### Extracted entries

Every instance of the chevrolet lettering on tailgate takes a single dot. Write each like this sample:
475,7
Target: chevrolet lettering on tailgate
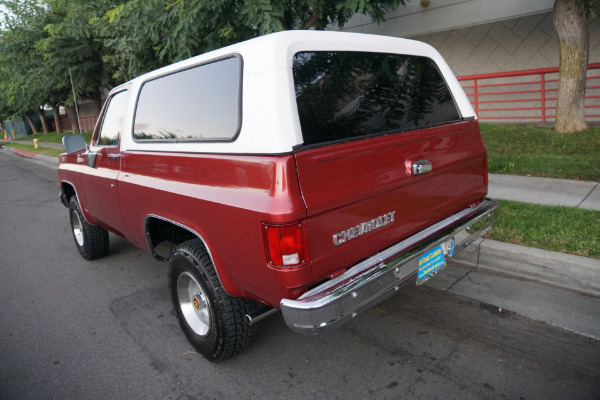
365,227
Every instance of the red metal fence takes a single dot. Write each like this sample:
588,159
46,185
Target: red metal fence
525,95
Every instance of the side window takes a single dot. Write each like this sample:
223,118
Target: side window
197,104
347,95
110,130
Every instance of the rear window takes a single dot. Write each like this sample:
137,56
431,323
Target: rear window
345,95
196,104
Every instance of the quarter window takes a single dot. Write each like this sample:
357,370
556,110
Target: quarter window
346,95
110,131
197,104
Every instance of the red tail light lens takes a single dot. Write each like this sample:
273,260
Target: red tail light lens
286,244
485,179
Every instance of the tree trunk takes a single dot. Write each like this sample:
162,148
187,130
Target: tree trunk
31,124
43,120
570,22
74,121
57,119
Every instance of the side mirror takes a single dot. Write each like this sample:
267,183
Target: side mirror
74,143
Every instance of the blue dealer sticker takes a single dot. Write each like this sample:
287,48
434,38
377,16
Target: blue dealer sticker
430,263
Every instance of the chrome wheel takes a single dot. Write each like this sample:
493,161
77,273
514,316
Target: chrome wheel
77,227
193,304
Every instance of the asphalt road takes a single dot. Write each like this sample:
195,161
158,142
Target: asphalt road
73,329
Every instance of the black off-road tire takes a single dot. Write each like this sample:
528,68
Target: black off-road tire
91,240
212,320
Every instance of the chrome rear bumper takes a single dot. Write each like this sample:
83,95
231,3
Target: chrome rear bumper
373,280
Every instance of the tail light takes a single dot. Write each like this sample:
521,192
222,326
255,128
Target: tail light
286,245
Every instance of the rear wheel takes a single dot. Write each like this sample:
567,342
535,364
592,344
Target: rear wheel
212,320
91,240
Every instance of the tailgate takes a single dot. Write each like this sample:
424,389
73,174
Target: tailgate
362,196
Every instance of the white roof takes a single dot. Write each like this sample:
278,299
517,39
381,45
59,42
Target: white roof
267,107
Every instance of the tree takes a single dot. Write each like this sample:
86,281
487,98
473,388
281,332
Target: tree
21,82
147,34
570,21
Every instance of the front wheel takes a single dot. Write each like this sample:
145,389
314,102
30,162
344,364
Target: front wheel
91,240
212,320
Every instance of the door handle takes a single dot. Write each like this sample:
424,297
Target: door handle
421,167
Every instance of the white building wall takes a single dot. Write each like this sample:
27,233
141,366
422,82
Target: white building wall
480,36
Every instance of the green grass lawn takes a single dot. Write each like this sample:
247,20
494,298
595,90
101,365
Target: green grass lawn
541,151
564,229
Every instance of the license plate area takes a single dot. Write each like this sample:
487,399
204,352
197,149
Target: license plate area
433,261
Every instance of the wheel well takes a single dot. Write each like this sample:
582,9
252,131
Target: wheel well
163,236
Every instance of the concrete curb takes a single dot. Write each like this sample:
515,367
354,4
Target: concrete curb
571,271
42,159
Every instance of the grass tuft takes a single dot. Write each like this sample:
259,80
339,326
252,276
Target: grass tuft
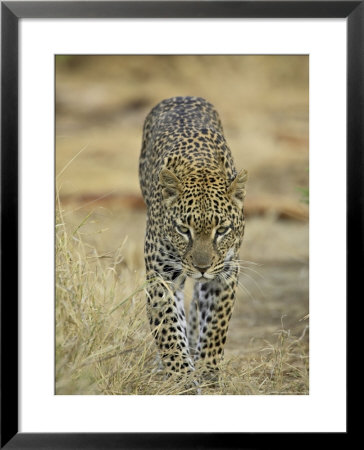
104,345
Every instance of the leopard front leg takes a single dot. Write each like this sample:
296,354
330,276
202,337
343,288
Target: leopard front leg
168,323
216,300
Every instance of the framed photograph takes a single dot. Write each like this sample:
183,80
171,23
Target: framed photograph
181,220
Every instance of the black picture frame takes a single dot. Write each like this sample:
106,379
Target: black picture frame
11,13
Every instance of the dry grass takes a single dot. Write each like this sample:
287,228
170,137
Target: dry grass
103,342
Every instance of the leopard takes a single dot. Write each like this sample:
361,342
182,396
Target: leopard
195,225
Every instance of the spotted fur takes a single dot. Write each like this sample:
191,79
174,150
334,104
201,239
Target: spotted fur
195,226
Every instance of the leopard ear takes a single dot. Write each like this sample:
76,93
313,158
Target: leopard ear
171,186
237,188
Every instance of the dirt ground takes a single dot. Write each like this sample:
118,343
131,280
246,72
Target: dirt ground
101,103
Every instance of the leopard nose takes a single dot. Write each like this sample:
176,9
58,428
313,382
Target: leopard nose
202,269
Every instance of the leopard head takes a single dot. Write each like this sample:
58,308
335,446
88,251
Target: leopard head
203,219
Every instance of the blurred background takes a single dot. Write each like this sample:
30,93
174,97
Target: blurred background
263,102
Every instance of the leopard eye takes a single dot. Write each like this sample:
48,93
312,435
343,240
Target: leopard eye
182,229
222,230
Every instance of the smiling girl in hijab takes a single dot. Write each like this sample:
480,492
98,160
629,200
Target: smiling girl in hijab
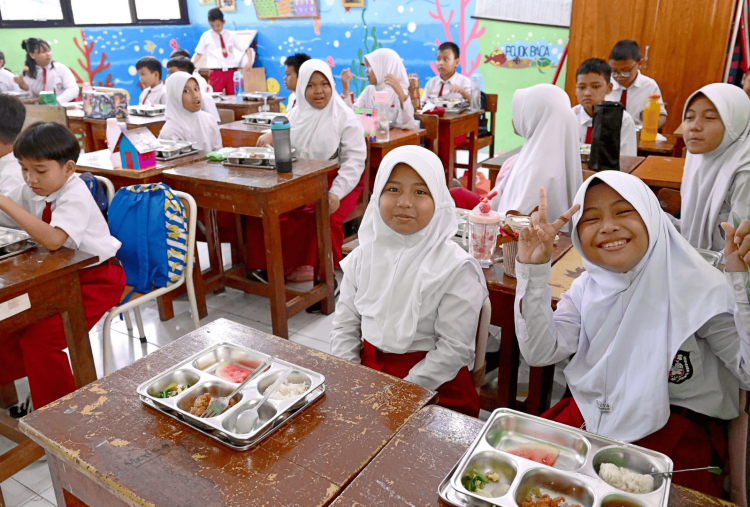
716,182
185,120
657,356
385,72
411,297
550,158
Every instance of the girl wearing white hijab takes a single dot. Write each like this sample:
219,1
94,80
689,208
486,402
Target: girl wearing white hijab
323,128
410,298
550,158
385,72
716,182
185,119
651,325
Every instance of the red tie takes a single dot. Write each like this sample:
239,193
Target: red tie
223,47
47,213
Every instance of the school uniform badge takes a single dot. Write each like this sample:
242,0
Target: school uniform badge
682,368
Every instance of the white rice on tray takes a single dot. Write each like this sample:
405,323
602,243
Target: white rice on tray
626,479
289,390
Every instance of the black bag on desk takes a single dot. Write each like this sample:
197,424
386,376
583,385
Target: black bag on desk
605,137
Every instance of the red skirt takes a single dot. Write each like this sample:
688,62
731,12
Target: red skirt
691,440
299,237
459,394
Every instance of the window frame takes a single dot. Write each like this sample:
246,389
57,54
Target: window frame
68,20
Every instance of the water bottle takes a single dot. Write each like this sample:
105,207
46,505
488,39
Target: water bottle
383,125
282,144
239,87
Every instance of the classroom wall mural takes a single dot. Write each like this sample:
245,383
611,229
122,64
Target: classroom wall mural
504,55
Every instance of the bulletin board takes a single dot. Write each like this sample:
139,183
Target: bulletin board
275,9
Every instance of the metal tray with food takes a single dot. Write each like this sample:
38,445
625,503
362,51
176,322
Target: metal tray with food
186,389
517,459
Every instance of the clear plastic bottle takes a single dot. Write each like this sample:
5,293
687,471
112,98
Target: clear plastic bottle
651,118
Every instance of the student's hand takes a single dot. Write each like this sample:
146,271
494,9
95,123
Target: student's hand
265,139
737,247
333,203
536,241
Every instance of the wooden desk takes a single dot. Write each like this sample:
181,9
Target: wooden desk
107,448
266,194
502,297
661,172
414,463
243,107
451,126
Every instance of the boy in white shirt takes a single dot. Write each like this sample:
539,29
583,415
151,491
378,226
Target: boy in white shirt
218,45
13,113
449,84
57,210
149,74
630,87
592,84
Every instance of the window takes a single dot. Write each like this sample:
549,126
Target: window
41,13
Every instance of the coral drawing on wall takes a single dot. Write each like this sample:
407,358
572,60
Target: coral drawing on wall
86,47
463,39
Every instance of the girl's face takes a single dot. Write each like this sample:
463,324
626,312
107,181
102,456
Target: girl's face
191,96
702,128
612,233
406,204
318,92
42,56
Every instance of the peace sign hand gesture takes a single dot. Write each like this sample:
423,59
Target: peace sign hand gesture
535,241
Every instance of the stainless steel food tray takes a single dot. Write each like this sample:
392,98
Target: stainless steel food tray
198,371
574,474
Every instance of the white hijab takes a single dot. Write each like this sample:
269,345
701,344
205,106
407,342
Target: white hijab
190,126
551,156
401,279
316,133
633,324
707,177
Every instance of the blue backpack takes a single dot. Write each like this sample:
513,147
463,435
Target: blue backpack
150,222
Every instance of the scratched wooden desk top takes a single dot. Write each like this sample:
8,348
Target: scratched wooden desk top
146,458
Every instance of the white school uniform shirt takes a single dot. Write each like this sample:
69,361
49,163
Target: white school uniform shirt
332,133
75,212
666,332
628,138
156,95
59,80
638,93
210,45
10,174
6,81
432,88
420,292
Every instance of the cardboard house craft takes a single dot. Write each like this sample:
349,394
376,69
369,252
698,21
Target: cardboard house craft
137,148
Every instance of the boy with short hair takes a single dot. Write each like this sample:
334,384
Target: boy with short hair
630,87
448,84
149,74
218,45
13,113
592,85
291,72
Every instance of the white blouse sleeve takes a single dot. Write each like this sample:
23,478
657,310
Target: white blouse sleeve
544,337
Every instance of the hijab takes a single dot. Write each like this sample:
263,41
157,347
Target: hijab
707,177
191,126
316,133
633,324
401,279
551,156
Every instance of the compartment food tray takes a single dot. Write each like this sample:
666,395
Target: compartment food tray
198,372
574,474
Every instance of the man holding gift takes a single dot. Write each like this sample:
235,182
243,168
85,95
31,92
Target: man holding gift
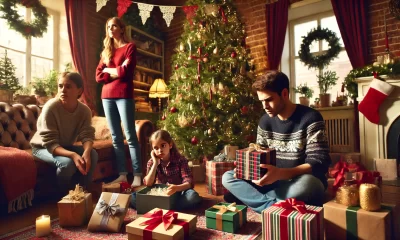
297,133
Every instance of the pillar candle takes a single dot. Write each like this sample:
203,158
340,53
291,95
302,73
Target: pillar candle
43,227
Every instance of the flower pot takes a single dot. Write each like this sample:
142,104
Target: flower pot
304,101
325,100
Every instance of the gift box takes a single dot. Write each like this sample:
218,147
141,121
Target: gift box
230,152
75,209
162,224
146,202
292,219
248,161
342,222
109,212
214,172
111,187
226,217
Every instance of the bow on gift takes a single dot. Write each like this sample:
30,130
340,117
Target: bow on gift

### Task item
What is needed is an exact copy of the lines from the one containing "Target: pillar candle" to the end of the data; please add nothing else.

### Your response
Target: pillar candle
43,227
Every instance of the flower pot takes a single dot. Write each like this sample:
142,104
Target: flower pot
304,101
325,100
Every instance of the gift box takes a single dot. Write each like this sample:
218,147
141,121
Target: gift box
230,152
75,209
162,224
146,202
292,219
248,161
342,222
109,212
214,172
111,187
226,217
Every instance of the bow on gift takes a single dot. Write each like this sample:
30,130
340,117
Target: bow on gift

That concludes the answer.